======== THE DATA
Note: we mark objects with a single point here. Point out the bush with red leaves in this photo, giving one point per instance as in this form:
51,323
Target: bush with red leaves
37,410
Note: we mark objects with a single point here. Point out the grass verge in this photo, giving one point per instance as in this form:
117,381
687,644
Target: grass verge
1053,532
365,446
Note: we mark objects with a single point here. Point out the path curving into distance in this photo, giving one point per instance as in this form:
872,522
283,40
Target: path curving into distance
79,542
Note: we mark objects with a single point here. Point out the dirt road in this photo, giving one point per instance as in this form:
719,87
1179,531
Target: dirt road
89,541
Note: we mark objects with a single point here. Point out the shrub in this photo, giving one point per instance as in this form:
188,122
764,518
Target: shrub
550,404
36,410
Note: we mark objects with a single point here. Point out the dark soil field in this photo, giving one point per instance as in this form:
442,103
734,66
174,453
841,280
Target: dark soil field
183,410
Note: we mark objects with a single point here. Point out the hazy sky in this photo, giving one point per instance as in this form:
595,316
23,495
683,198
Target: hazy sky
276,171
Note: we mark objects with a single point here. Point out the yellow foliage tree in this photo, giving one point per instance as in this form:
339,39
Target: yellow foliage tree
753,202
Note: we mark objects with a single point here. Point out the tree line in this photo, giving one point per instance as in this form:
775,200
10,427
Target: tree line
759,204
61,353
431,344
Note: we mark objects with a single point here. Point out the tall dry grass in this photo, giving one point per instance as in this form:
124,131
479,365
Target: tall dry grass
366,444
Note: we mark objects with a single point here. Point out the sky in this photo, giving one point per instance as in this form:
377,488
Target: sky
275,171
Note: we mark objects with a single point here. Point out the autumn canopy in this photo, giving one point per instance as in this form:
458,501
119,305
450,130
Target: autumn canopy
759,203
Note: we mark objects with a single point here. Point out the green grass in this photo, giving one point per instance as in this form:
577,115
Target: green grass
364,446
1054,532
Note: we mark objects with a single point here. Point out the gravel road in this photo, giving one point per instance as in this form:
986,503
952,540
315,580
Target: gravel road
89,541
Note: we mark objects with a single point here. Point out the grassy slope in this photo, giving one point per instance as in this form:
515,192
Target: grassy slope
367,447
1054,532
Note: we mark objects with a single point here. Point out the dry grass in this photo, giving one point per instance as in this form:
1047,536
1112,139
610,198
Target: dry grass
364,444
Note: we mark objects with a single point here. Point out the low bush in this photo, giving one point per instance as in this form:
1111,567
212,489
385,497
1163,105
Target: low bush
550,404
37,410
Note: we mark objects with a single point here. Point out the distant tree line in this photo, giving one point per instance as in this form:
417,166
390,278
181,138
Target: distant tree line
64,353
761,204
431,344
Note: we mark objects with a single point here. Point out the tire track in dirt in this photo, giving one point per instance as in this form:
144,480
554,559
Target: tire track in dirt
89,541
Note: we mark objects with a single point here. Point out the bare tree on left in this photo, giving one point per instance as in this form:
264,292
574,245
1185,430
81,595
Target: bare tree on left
================
§ **GOAL OF THE EXERCISE**
Each and every record above needs writing out exactly.

§ **RESPONSE**
Note: we mark objects with a single point here. Point out the bush with red leaves in this photo, giving one point per instance as in this form:
51,323
Target: bush with red leaves
37,410
Note: we mark objects with a single point here. Point out the grass verge in this photo, giving one point per instance as in this form:
117,381
687,644
Target: grass verge
1053,532
365,446
Note: we mark objects with a single point here. Point out the path curving into distance in this photo, giving one point per instance as in this form:
872,522
283,40
Target: path curving into distance
79,542
Note: we mark objects with a single point here. Point out the dirt road in this photo, giving one point per instance as in this form:
719,87
1179,531
Target: dirt road
89,541
Note: we mark objects with a single point here. Point out the shrub in this photo, giving one point per instance as in this form:
188,122
764,518
Target: shrub
550,404
36,410
Note: we mark objects with a single point here. Point out the dark soil field in this photo, giving one point per instance as in this form:
442,103
734,66
174,453
841,280
Target: dark soil field
183,410
Note: we mark objects with a single point here. Point out the hazy sky in this photo, giving one point per instance as in this form:
595,316
23,495
683,198
Target: hazy sky
276,171
Note: we mark objects with a single point here. Point out the yellow foliage tree in this photo, giving one point per instance as in this form:
339,39
Target: yellow foliage tree
753,202
Note: we mark objects with a single point here. Point out the tree line in this photo, giving one point per instance as in this form:
775,200
10,427
Target: tree line
759,204
61,353
431,344
Note: we mark objects with a single point here. Point out the tall dry grass in this photo, giving one point per instance as in this form:
124,131
479,365
Target: tall dry grass
366,444
Note: we mark objects with a single point here. Point out the sky in this photo, giving one point per instance as in this form:
377,488
Target: sky
275,171
Note: we mark objects with a single point here. Point out the autumn canopy in this photo, giving one point per instance as in this form:
458,501
119,305
450,130
Target: autumn canopy
759,203
Note: we mark objects with a single point here. Point out the green grass in this photo, giving one point per instance as in this form:
577,115
Target: green grass
364,446
1054,532
Note: we mark objects with a single point here. Point out the gravel road in this photo, giving one point per instance as in this form:
986,503
952,540
315,580
Target: gravel road
89,541
Note: we mark objects with a single point here. Point out the grassy slope in this photo, giving one point per instance as in this form:
515,192
Target: grassy slope
367,447
1054,532
Note: we mark objects with a single point here. Point out the dry grass in this photo, giving one point per instance as in this form:
1047,536
1112,139
610,198
Target: dry grass
364,444
Note: we mark objects with a single point here. Point out the low bush in this photo, giving one point per instance as in this form:
1111,567
212,489
385,497
1163,105
Target: low bush
550,404
37,410
Note: we mark objects with a single point here. Point out the distant tree line in this photo, giving one point per instance as in this form:
417,166
390,278
181,138
Target: distant tree line
64,353
761,204
431,344
Note: we mark objects with a single point here. Point out the tire track in dirt in this photo, giving one point per instance as in this form:
144,480
554,559
Target: tire track in dirt
89,541
Note: we mark objects with a single point here. Point out the bare tree on left in this photo, giving one point per instance as in this form:
264,292
574,245
1185,430
81,595
Target: bare tree on left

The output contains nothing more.